# TASK:
Identify each line in the material below that contains the word "black", matching case exactly, and copy every such line in full.

[Labeled-object pointing entries]
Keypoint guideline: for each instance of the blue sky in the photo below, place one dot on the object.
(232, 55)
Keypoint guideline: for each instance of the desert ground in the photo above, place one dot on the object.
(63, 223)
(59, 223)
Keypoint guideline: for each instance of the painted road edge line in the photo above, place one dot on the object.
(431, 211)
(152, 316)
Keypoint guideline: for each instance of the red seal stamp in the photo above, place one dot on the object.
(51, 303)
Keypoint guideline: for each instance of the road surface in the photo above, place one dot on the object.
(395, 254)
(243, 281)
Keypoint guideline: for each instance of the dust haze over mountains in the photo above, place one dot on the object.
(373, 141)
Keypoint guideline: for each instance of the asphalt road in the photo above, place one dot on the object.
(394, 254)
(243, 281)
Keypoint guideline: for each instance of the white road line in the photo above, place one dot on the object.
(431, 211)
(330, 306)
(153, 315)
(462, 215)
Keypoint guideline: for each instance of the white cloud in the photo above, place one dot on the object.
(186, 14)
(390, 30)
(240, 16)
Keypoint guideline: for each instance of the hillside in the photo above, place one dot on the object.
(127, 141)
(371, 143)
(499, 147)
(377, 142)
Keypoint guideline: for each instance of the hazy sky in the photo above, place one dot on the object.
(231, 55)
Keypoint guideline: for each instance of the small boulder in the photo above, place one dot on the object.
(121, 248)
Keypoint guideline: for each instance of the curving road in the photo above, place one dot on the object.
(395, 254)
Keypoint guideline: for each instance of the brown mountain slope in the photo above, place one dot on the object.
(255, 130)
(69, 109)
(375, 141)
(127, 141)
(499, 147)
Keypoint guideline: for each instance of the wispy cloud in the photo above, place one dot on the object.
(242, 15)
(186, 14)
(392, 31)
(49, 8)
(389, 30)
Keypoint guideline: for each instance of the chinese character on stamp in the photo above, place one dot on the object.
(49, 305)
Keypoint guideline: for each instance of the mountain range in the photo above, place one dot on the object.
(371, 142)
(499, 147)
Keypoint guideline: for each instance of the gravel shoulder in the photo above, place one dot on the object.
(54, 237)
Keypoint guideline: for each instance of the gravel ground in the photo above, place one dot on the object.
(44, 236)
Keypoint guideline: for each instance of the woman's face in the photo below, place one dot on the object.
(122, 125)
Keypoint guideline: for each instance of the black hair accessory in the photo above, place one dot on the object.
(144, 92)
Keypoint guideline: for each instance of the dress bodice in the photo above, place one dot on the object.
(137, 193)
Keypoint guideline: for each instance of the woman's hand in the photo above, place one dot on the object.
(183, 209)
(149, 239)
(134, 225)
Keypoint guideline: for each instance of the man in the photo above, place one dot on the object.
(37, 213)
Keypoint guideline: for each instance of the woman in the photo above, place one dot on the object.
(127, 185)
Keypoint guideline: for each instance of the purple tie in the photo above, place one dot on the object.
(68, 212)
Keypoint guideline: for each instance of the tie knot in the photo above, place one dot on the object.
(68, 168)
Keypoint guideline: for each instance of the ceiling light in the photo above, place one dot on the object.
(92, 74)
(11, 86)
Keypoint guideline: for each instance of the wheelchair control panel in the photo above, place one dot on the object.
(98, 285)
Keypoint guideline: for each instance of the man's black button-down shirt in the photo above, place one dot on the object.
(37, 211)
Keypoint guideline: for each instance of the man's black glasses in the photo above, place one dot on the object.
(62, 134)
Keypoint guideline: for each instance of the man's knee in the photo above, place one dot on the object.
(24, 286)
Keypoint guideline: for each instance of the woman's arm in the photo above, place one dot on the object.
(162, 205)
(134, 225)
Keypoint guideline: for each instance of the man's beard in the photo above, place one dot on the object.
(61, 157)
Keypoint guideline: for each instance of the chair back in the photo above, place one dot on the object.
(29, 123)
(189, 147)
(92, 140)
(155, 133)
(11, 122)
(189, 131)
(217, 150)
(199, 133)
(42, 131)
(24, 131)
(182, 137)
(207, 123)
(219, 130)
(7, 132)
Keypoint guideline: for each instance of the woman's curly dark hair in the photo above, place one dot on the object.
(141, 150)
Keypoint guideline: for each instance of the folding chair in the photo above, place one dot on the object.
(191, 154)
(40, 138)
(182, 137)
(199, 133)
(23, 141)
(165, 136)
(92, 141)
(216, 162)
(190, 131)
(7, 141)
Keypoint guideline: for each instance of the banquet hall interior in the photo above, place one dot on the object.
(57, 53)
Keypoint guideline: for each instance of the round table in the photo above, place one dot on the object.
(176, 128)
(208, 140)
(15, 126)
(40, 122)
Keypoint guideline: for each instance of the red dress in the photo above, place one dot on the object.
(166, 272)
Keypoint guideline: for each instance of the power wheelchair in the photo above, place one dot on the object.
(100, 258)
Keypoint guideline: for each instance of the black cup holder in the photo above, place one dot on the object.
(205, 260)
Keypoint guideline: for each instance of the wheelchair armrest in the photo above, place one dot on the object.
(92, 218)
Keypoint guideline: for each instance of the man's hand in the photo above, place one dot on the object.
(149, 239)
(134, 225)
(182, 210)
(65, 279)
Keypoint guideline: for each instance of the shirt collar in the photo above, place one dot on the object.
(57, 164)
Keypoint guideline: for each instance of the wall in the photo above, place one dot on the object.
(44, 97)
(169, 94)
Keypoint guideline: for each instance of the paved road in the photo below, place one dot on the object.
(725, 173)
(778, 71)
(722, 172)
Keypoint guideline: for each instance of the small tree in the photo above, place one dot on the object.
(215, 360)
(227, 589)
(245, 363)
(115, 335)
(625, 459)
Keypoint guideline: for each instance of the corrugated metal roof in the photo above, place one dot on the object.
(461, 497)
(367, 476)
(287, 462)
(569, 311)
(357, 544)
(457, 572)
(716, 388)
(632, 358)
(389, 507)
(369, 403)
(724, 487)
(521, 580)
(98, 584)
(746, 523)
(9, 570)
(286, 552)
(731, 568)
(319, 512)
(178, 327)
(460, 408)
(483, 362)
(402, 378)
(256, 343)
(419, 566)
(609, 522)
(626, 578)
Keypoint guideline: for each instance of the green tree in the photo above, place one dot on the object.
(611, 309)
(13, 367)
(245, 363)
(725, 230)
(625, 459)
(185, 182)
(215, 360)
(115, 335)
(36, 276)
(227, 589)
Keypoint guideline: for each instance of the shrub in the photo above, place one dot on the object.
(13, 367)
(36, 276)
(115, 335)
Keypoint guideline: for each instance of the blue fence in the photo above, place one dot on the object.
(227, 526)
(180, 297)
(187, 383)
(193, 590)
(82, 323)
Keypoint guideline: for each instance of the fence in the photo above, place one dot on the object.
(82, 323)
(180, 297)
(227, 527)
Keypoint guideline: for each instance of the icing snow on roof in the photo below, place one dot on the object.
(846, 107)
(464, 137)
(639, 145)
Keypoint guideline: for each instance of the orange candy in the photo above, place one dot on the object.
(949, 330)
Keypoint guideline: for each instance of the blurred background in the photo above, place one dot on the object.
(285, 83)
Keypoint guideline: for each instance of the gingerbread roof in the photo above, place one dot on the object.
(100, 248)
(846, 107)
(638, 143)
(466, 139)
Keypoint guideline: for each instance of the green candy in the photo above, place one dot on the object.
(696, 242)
==
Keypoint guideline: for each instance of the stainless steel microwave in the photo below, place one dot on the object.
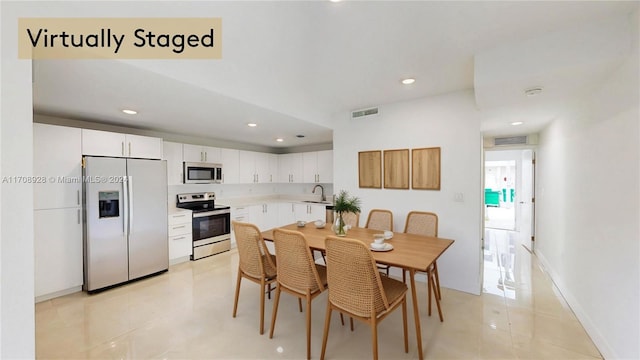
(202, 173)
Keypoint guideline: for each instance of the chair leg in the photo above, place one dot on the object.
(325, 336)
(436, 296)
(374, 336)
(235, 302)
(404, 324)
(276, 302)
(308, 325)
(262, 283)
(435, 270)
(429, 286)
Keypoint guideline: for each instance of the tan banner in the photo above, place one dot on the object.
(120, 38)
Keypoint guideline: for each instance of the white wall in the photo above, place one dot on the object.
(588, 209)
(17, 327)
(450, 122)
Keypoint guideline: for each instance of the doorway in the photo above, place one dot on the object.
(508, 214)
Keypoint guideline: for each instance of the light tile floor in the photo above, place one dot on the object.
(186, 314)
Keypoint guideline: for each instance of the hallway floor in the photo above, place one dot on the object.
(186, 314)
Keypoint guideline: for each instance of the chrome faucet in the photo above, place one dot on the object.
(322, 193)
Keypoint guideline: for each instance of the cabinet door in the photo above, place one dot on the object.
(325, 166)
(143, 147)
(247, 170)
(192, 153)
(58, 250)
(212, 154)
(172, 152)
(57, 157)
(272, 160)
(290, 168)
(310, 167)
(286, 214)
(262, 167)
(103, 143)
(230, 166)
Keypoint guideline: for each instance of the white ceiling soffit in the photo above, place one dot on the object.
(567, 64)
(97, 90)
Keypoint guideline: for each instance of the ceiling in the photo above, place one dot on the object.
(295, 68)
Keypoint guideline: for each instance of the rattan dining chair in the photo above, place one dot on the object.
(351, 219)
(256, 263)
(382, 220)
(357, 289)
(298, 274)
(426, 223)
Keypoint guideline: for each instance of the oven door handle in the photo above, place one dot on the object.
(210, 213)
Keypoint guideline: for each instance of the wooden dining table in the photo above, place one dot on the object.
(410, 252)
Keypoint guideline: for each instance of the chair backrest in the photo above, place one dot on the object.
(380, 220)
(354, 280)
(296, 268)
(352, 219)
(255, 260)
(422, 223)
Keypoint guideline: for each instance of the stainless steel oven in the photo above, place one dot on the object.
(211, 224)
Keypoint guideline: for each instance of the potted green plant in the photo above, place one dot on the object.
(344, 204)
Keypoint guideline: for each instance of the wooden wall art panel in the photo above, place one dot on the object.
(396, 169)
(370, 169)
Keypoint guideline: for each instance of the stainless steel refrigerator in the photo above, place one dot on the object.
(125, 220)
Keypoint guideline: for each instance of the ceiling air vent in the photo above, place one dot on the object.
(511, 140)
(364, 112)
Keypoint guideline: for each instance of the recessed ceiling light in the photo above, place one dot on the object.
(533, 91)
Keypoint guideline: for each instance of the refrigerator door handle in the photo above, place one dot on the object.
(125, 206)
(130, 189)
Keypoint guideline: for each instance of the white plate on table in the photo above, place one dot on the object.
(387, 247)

# WRITTEN RESPONSE:
Keypoint guideline: for each instance of the black hair accessory in the photo above, place one dot on the object.
Keypoint guideline: for each instance of the man's black button-down shirt in the photo above, place one dot on the object.
Keypoint guideline: for each instance of the man's black glasses in the photo above, place one dot on the object.
Keypoint guideline: for each instance of the black cup holder in the photo above, place one dot on the object.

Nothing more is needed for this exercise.